*** Listed records Section Begins ***
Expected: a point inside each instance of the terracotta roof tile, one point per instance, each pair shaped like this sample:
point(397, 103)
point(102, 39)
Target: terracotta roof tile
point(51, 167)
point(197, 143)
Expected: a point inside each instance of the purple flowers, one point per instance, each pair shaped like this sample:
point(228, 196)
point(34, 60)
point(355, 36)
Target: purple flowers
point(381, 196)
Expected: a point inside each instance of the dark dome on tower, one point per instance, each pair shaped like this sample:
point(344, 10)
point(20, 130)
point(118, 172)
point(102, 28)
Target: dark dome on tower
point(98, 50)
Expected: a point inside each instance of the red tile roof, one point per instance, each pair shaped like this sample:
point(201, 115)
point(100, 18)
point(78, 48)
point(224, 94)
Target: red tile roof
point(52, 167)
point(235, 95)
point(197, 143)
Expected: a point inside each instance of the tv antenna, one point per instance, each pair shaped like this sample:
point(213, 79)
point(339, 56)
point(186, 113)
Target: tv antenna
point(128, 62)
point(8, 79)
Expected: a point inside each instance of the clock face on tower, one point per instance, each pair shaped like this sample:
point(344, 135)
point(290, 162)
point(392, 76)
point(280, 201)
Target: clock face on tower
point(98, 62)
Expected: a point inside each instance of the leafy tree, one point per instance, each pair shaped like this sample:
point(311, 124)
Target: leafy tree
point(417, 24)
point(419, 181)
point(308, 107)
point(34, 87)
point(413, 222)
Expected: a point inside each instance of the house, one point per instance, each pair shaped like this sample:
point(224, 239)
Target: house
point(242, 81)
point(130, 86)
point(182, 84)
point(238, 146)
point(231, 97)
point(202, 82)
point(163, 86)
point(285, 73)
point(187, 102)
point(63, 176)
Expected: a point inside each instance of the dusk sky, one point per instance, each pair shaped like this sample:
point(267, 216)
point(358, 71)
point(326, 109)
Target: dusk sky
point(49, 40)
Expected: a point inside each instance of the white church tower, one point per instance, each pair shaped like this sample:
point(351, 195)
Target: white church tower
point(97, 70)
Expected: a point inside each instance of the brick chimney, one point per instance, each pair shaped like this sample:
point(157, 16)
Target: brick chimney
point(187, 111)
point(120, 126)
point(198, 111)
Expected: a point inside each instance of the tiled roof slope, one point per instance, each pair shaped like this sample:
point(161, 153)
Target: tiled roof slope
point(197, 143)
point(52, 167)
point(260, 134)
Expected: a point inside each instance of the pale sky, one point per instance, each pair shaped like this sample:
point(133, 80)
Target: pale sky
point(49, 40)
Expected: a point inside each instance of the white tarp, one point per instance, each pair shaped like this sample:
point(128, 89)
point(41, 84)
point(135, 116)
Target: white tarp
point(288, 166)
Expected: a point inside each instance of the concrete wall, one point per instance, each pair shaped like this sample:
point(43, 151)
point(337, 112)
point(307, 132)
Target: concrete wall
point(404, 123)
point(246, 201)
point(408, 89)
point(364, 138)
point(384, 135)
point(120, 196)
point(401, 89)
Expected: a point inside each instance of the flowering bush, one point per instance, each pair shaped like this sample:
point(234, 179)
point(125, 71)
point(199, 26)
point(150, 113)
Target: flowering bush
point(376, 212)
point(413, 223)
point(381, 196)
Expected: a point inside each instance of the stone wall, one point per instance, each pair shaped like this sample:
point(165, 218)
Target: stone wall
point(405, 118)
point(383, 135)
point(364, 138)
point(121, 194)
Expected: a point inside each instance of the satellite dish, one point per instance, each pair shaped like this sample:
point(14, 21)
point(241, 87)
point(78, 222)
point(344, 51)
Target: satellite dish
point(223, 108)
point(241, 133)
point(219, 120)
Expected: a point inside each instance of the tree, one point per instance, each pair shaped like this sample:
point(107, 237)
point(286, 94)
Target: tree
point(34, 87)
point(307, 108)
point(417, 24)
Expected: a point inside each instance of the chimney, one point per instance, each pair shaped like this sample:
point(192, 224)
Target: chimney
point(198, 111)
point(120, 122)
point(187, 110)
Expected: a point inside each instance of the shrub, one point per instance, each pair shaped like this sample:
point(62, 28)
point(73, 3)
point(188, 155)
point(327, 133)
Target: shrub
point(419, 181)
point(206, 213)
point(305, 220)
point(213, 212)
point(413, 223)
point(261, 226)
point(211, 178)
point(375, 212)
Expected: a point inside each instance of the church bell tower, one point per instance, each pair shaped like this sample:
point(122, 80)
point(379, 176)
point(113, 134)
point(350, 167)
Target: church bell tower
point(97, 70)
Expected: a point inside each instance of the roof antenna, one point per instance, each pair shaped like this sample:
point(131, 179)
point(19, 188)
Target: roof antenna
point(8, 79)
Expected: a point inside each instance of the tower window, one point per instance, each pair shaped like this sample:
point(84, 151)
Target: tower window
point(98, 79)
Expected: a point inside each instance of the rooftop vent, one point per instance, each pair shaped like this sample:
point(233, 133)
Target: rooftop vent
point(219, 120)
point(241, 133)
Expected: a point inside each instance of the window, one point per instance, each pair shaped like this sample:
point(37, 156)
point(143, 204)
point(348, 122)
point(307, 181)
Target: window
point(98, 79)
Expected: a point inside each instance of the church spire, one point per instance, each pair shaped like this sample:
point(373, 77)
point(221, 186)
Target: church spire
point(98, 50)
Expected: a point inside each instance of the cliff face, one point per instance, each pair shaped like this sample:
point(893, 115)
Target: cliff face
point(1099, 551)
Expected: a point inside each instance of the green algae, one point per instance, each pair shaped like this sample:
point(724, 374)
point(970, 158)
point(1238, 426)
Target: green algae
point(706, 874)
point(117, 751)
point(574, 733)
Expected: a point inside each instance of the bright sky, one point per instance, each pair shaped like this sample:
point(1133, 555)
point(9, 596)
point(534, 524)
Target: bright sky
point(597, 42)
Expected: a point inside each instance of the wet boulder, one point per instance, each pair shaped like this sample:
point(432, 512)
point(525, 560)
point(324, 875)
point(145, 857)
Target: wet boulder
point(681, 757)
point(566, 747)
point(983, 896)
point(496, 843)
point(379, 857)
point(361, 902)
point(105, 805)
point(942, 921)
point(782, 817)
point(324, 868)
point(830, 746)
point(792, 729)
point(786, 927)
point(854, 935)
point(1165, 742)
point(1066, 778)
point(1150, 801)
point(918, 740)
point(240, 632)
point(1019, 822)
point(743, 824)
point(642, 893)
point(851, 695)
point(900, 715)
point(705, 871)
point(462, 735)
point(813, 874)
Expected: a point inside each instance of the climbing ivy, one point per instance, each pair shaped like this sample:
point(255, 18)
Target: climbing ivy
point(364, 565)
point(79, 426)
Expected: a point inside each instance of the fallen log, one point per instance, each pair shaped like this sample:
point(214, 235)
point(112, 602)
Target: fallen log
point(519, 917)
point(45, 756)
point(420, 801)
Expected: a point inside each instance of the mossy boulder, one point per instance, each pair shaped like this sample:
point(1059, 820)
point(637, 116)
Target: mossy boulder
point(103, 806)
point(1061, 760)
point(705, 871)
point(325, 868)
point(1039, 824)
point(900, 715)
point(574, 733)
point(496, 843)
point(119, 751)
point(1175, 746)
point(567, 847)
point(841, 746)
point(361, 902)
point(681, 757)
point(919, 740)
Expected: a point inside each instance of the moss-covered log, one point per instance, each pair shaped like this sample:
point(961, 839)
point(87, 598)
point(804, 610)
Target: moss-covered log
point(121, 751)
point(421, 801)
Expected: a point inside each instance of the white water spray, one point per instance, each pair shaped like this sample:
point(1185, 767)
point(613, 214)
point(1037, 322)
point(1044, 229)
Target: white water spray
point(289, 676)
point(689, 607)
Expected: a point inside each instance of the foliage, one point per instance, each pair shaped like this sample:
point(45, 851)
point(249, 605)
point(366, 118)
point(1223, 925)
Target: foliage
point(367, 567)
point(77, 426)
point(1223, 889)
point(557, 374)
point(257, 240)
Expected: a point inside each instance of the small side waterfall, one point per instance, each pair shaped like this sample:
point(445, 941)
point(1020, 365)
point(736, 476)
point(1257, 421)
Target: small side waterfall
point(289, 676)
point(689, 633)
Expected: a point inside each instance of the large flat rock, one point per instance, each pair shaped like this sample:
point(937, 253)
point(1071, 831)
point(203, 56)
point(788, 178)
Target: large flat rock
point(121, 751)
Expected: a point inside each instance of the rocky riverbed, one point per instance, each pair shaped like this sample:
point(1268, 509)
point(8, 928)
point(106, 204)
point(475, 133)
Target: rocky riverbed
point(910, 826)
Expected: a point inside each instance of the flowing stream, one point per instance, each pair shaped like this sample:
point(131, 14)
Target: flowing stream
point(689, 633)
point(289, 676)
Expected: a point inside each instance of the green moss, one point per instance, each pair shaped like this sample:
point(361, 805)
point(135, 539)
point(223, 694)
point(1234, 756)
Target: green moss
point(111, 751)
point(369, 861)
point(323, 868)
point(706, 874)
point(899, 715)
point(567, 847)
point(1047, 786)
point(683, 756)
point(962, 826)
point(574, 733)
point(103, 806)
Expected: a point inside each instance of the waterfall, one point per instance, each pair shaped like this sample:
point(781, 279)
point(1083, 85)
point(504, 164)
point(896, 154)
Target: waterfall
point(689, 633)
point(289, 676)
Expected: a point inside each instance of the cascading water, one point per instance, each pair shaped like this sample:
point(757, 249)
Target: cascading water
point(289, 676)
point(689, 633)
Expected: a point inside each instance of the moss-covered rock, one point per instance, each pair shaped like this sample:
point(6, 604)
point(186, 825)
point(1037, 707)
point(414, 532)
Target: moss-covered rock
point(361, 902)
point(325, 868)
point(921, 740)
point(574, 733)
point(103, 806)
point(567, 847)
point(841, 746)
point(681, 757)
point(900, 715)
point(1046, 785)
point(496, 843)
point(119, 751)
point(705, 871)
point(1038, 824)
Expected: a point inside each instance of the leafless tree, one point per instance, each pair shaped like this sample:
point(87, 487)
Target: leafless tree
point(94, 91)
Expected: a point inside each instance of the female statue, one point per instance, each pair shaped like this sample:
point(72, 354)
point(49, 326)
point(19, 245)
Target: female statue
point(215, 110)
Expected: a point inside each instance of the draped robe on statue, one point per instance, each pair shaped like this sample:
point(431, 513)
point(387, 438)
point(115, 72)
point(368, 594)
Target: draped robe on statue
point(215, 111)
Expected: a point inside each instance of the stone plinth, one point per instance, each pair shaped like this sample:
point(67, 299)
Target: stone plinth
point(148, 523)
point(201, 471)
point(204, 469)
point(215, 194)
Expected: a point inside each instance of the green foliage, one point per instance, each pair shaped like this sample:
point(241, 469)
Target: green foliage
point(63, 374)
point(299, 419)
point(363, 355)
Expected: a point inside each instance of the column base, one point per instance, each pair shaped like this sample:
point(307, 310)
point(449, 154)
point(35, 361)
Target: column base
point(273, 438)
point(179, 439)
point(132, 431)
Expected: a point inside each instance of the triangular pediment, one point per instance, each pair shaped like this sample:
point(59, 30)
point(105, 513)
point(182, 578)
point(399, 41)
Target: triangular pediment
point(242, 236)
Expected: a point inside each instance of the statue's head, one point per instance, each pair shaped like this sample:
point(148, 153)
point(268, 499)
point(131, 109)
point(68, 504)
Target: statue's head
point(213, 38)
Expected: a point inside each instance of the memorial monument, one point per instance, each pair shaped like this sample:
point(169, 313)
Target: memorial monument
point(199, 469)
*** Listed records Section Ends ***
# Task directions
Return the entries above unchanged, starting at the first line and stopping after the line with "point(157, 16)".

# Completed exercise
Expected: a point inside each instance of the terracotta roof tile, one point per instance, each pair shaped like this sample:
point(397, 103)
point(102, 39)
Target: terracotta roof tile
point(51, 167)
point(197, 143)
Expected: a point inside each instance of the purple flowers, one point per instance, each pair shaped like this sample:
point(228, 196)
point(34, 60)
point(355, 36)
Target: purple flowers
point(381, 196)
Expected: a point inside each instance of the dark dome on tower, one point per instance, each pair shaped like this sample:
point(344, 10)
point(20, 130)
point(118, 172)
point(102, 28)
Target: dark dome on tower
point(98, 50)
Expected: a point inside each instance of the red tile roof, one point per instance, each pair shaped like this sample:
point(201, 115)
point(100, 18)
point(78, 48)
point(224, 94)
Target: red tile roof
point(52, 167)
point(235, 95)
point(197, 143)
Expected: a point inside each instance of the tv antenna, one point per instance, each pair shaped like this sample:
point(213, 79)
point(339, 56)
point(186, 113)
Target: tv antenna
point(128, 62)
point(8, 79)
Expected: a point inside each instance of the clock face on tower, one point per instance, each pair shaped like this sample:
point(344, 135)
point(290, 162)
point(392, 76)
point(280, 201)
Target: clock face on tower
point(98, 62)
Expected: a point inside each instance of the leafy tree, one point per instance, each pair shaped like this sample:
point(311, 124)
Target: leafy tree
point(417, 24)
point(419, 181)
point(308, 107)
point(34, 87)
point(413, 222)
Expected: a point inside each instance of the house, one point per instance, each pair shaped like this sample:
point(224, 239)
Target: house
point(242, 81)
point(130, 86)
point(182, 84)
point(238, 146)
point(231, 97)
point(202, 82)
point(163, 86)
point(285, 73)
point(187, 102)
point(63, 176)
Expected: a point inside each instance of the dusk sky, one point per instance, each pair shaped like this sample:
point(267, 216)
point(358, 71)
point(326, 109)
Target: dusk sky
point(49, 40)
Expected: a point inside each instance of the white church tower, one point per instance, each pair shaped like this sample:
point(351, 195)
Target: white church tower
point(97, 70)
Expected: a point inside each instance of the brick chimney, one point per instance, each pair shaped like this sample:
point(157, 16)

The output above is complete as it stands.